KIMS Board Approves Merger of Two Wholly-Owned Subsidiaries

Filed: November 7, 2025
Prepared by SC Content Desk

Filing Summary

The Board of Directors for Krishna Institute of Medical Sciences Ltd has approved a scheme of amalgamation to merge two wholly-owned subsidiaries, KIMS Hospitals Private Limited and Chalasani Hospitals Private Limited, with the parent company. For the fiscal year ending March 31, 2025, Chalasani Hospitals reported a turnover of Rs 744 million, while KIMS Hospitals had zero turnover. The stated rationale includes simplifying the corporate structure and achieving operational efficiencies. As the entities are wholly-owned, no new shares will be issued, and the company’s shareholding pattern will remain unchanged.

The Board of Directors of Krishna Institute of Medical Sciences Limited approved a scheme of amalgamation at its meeting on November 7, 2025. The scheme involves the merger of two wholly-owned subsidiaries, KIMS Hospitals Private Limited (Transferor Company-1) and Chalasani Hospitals Private Limited (Transferor Company-2), with the holding company, Krishna Institute of Medical Sciences Limited (Transferee Company). All entities involved in the transaction are engaged in healthcare activities.

For the financial year ended March 31, 2025, the transferee company, Krishna Institute of Medical Sciences Limited, recorded a turnover of Rs 13,841 million and a profit after tax (PAT) of Rs 3,029 million. During the same period, Chalasani Hospitals Private Limited reported a turnover of Rs 744 million and a loss of Rs 98 million. KIMS Hospitals Private Limited registered a turnover of Rs 0 and a loss of Rs 5 million. The paid-up capital of the parent company is Rs 80,02,77,870, while the paid-up capital for KIMS Hospitals and Chalasani Hospitals is Rs 36,99,44,800 and Rs 5,23,44,870, respectively.

================

▶ Apply what you read:
A) In the merger filing, what profit after tax did Krishna Institute of Medical Sciences Limited record for the financial year ended March 31, 2025?
B) From the merger filing, extract the text starting with "Filing Summary" and going on through "will remain unchanged.".

================

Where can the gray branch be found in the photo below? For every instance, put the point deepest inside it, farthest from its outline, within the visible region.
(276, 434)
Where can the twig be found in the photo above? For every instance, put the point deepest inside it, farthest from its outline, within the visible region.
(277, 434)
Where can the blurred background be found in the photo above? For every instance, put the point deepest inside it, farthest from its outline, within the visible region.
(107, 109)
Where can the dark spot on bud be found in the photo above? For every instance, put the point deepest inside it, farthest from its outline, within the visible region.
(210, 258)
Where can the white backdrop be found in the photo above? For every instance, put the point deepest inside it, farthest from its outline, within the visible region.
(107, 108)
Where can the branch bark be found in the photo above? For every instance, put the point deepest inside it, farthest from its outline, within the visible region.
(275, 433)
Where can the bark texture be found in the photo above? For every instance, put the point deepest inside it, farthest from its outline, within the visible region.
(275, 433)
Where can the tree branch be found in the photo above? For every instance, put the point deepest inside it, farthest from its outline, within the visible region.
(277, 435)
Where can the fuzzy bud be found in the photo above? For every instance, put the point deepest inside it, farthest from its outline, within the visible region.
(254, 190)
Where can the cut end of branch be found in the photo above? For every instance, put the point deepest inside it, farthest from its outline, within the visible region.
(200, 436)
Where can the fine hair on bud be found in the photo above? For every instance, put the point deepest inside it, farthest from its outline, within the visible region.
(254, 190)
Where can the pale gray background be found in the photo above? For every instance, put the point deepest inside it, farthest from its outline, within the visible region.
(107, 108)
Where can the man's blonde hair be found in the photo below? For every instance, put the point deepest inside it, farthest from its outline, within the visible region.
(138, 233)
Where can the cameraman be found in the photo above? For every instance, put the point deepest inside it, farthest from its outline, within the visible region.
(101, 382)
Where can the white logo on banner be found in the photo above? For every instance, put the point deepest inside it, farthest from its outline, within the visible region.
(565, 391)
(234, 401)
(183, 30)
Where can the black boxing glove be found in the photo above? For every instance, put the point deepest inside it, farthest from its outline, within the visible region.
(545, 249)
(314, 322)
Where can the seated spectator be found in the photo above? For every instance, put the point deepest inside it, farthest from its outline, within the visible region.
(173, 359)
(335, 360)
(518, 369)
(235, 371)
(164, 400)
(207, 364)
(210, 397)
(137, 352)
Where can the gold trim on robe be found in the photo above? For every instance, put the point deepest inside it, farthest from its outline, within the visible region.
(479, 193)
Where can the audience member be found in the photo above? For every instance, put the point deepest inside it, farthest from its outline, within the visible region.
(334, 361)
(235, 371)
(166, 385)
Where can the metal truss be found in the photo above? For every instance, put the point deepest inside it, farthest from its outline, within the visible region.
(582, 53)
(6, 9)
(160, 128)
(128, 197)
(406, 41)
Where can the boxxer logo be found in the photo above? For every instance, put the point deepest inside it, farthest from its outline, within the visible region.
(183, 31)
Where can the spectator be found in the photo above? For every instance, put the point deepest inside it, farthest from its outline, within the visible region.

================

▶ Solutions in order:
A) Rs 3,029 million

B)
Filing Summary

The Board of Directors for Krishna Institute of Medical Sciences Ltd has approved a scheme of amalgamation to merge two wholly-owned subsidiaries, KIMS Hospitals Private Limited and Chalasani Hospitals Private Limited, with the parent company. For the fiscal year ending March 31, 2025, Chalasani Hospitals reported a turnover of Rs 744 million, while KIMS Hospitals had zero turnover. The stated rationale includes simplifying the corporate structure and achieving operational efficiencies. As the entities are wholly-owned, no new shares will be issued, and the company’s shareholding pattern will remain unchanged.